§ **WHAT IS BEING ASKED**
Pick out every line of the records below that contains the string "rock", and copy each one in full.

(Outline labeling records)
— start —
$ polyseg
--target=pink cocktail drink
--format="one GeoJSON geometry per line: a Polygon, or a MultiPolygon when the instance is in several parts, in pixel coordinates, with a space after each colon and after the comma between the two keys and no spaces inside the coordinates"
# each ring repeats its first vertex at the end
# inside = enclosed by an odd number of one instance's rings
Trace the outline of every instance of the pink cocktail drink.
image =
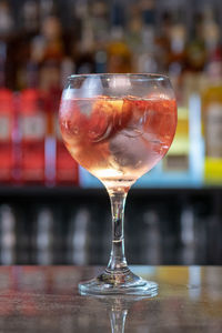
{"type": "Polygon", "coordinates": [[[63,141],[80,165],[109,189],[125,189],[168,152],[176,103],[167,95],[62,100],[63,141]]]}

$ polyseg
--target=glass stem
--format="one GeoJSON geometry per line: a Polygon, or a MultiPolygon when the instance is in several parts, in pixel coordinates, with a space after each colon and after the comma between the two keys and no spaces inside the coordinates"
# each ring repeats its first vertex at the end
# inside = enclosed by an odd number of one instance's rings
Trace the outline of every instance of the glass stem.
{"type": "Polygon", "coordinates": [[[112,250],[107,268],[109,272],[128,269],[124,255],[124,205],[128,193],[109,191],[112,211],[112,250]]]}

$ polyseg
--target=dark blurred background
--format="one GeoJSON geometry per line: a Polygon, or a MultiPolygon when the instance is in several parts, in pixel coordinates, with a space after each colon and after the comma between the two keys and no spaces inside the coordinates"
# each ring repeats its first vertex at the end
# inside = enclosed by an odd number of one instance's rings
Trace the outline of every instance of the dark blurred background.
{"type": "Polygon", "coordinates": [[[58,127],[65,78],[161,72],[175,140],[130,191],[132,264],[222,264],[221,0],[0,0],[0,263],[105,264],[108,194],[58,127]]]}

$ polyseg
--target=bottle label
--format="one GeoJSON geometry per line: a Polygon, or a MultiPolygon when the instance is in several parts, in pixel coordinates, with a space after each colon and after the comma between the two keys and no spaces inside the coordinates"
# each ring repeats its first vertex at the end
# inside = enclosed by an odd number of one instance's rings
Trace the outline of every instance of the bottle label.
{"type": "Polygon", "coordinates": [[[10,117],[0,114],[0,141],[10,140],[10,117]]]}
{"type": "Polygon", "coordinates": [[[205,145],[206,155],[222,158],[222,104],[211,103],[206,110],[205,145]]]}
{"type": "Polygon", "coordinates": [[[46,117],[42,113],[23,115],[21,119],[22,138],[26,140],[41,140],[46,135],[46,117]]]}
{"type": "Polygon", "coordinates": [[[54,117],[54,134],[57,140],[62,141],[62,134],[61,134],[58,117],[54,117]]]}

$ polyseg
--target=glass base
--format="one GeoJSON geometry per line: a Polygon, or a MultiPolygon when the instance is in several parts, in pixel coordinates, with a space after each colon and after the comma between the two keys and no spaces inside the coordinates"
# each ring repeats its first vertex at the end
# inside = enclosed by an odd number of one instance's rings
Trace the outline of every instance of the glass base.
{"type": "Polygon", "coordinates": [[[110,271],[107,269],[99,276],[79,283],[81,295],[145,295],[153,297],[158,294],[158,284],[152,281],[145,281],[133,274],[128,268],[110,271]]]}

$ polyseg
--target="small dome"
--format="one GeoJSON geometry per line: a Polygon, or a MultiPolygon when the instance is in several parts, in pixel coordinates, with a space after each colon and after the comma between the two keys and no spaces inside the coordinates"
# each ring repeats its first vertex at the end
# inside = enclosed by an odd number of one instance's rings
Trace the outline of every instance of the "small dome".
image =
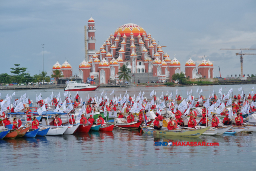
{"type": "Polygon", "coordinates": [[[98,58],[98,55],[97,55],[96,54],[95,54],[94,55],[93,55],[93,56],[92,56],[92,58],[98,58]]]}
{"type": "Polygon", "coordinates": [[[190,58],[188,60],[186,63],[185,66],[196,66],[196,63],[190,58]]]}
{"type": "Polygon", "coordinates": [[[210,66],[209,62],[205,60],[205,58],[204,58],[199,65],[199,66],[210,66]]]}
{"type": "Polygon", "coordinates": [[[116,46],[113,44],[112,46],[110,47],[110,48],[116,48],[116,46]]]}
{"type": "Polygon", "coordinates": [[[94,61],[93,61],[93,62],[94,63],[100,63],[100,60],[99,60],[99,58],[98,58],[98,57],[96,58],[96,59],[95,59],[94,60],[94,61]]]}
{"type": "Polygon", "coordinates": [[[124,52],[124,49],[122,48],[121,48],[121,49],[120,49],[119,50],[119,52],[124,52]]]}
{"type": "Polygon", "coordinates": [[[160,56],[160,54],[158,54],[158,53],[157,53],[157,52],[156,52],[156,53],[154,55],[154,57],[158,57],[158,56],[160,56]]]}
{"type": "Polygon", "coordinates": [[[156,57],[155,60],[153,61],[153,64],[162,64],[162,62],[161,62],[161,60],[158,58],[158,57],[156,57]]]}
{"type": "Polygon", "coordinates": [[[91,17],[91,18],[90,18],[90,19],[88,20],[88,22],[94,22],[94,20],[93,19],[93,18],[92,18],[92,17],[91,17]]]}
{"type": "MultiPolygon", "coordinates": [[[[166,59],[166,58],[165,58],[165,59],[166,59]]],[[[171,66],[180,66],[180,62],[176,59],[176,57],[174,57],[174,58],[172,60],[171,63],[170,63],[170,65],[171,66]]]]}
{"type": "Polygon", "coordinates": [[[71,67],[70,64],[68,64],[68,62],[66,60],[65,62],[62,64],[61,68],[62,69],[72,69],[72,67],[71,67]]]}
{"type": "Polygon", "coordinates": [[[148,50],[147,50],[147,49],[146,49],[146,48],[145,48],[145,47],[144,47],[144,48],[142,50],[142,52],[148,52],[148,50]]]}
{"type": "Polygon", "coordinates": [[[144,61],[152,61],[151,58],[147,56],[146,58],[144,59],[144,61]]]}
{"type": "Polygon", "coordinates": [[[172,60],[167,56],[165,59],[164,59],[164,61],[166,62],[171,62],[172,60]]]}
{"type": "Polygon", "coordinates": [[[167,66],[167,63],[164,60],[162,61],[162,66],[167,66]]]}
{"type": "Polygon", "coordinates": [[[59,62],[57,61],[57,62],[52,67],[52,70],[60,70],[61,68],[61,66],[59,63],[59,62]]]}
{"type": "Polygon", "coordinates": [[[107,45],[111,45],[111,43],[109,41],[108,41],[108,43],[107,43],[107,44],[106,44],[107,45]]]}
{"type": "Polygon", "coordinates": [[[110,52],[109,52],[108,53],[108,54],[107,54],[107,55],[106,56],[106,57],[112,57],[112,55],[111,54],[110,54],[110,52]]]}
{"type": "Polygon", "coordinates": [[[149,46],[148,46],[148,48],[154,48],[154,46],[153,46],[152,44],[150,44],[149,46]]]}
{"type": "Polygon", "coordinates": [[[109,62],[109,64],[110,65],[118,65],[118,62],[114,58],[113,58],[112,60],[109,62]]]}
{"type": "Polygon", "coordinates": [[[104,49],[102,49],[102,50],[101,51],[100,53],[102,54],[103,53],[107,53],[107,52],[104,49]]]}
{"type": "Polygon", "coordinates": [[[131,54],[130,56],[137,56],[137,54],[136,54],[134,52],[133,52],[133,53],[132,53],[132,54],[131,54]]]}
{"type": "Polygon", "coordinates": [[[89,64],[87,62],[85,61],[84,60],[84,60],[83,61],[83,62],[81,62],[81,63],[79,65],[79,66],[78,67],[78,68],[90,68],[90,67],[91,67],[91,65],[90,64],[89,64]]]}
{"type": "Polygon", "coordinates": [[[108,61],[106,60],[105,58],[104,58],[100,62],[99,66],[109,66],[109,64],[108,62],[108,61]]]}
{"type": "Polygon", "coordinates": [[[122,62],[123,59],[120,57],[120,56],[118,56],[118,57],[116,59],[116,60],[118,62],[122,62]]]}

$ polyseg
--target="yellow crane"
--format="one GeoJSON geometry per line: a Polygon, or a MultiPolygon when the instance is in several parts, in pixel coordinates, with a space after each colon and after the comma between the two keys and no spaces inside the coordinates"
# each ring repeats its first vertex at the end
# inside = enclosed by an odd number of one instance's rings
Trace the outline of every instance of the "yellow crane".
{"type": "Polygon", "coordinates": [[[239,55],[240,56],[240,62],[241,63],[241,77],[243,76],[243,55],[256,55],[256,54],[243,54],[242,53],[242,50],[256,50],[256,49],[252,48],[241,48],[241,49],[220,49],[220,50],[240,50],[241,53],[236,53],[236,55],[239,55]]]}

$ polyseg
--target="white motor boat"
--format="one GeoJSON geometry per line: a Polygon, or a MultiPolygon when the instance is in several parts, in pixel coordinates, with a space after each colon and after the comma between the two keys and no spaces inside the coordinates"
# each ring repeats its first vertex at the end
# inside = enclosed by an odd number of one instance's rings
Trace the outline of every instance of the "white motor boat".
{"type": "Polygon", "coordinates": [[[67,85],[65,91],[94,91],[97,89],[98,86],[91,86],[84,83],[77,83],[76,82],[70,81],[67,85]]]}

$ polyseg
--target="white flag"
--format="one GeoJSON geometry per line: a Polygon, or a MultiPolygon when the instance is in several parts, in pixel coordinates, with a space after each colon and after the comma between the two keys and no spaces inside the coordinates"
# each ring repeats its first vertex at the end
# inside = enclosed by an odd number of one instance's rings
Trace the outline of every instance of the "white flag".
{"type": "Polygon", "coordinates": [[[14,109],[14,112],[17,112],[17,111],[20,111],[20,110],[22,110],[24,109],[24,105],[23,105],[23,103],[22,101],[16,106],[14,109]]]}

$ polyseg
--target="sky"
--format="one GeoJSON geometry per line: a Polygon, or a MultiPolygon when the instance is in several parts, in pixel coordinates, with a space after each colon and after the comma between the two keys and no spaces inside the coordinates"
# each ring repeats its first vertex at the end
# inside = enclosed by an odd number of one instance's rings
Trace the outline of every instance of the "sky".
{"type": "MultiPolygon", "coordinates": [[[[84,56],[84,26],[95,21],[96,47],[130,22],[142,27],[170,58],[174,54],[185,71],[190,56],[197,66],[205,56],[214,77],[240,74],[239,50],[256,48],[255,0],[0,1],[0,74],[10,74],[14,64],[32,75],[48,75],[57,60],[66,59],[78,75],[84,56]]],[[[256,54],[256,51],[243,51],[256,54]]],[[[256,55],[245,55],[244,74],[256,74],[256,55]]]]}

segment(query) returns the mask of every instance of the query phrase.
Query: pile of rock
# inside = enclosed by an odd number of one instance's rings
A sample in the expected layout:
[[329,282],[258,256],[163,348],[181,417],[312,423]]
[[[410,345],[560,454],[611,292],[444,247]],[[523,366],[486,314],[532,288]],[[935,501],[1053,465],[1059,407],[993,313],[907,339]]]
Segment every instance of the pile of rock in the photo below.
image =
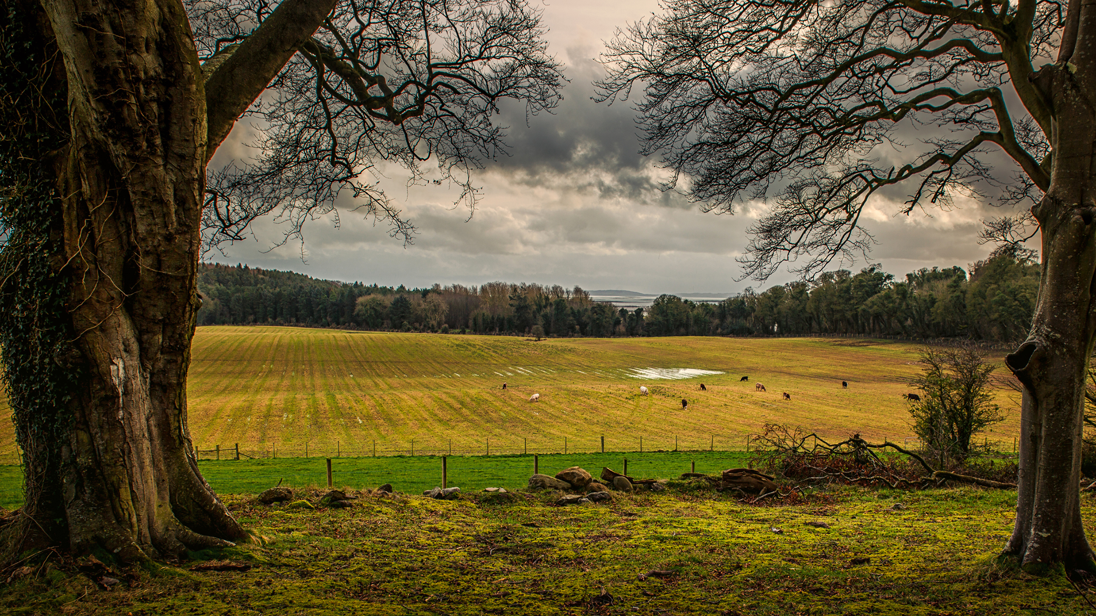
— end —
§ **ANSWER BELOW**
Query: pile of rock
Segment every instance of the pile of rock in the photo below.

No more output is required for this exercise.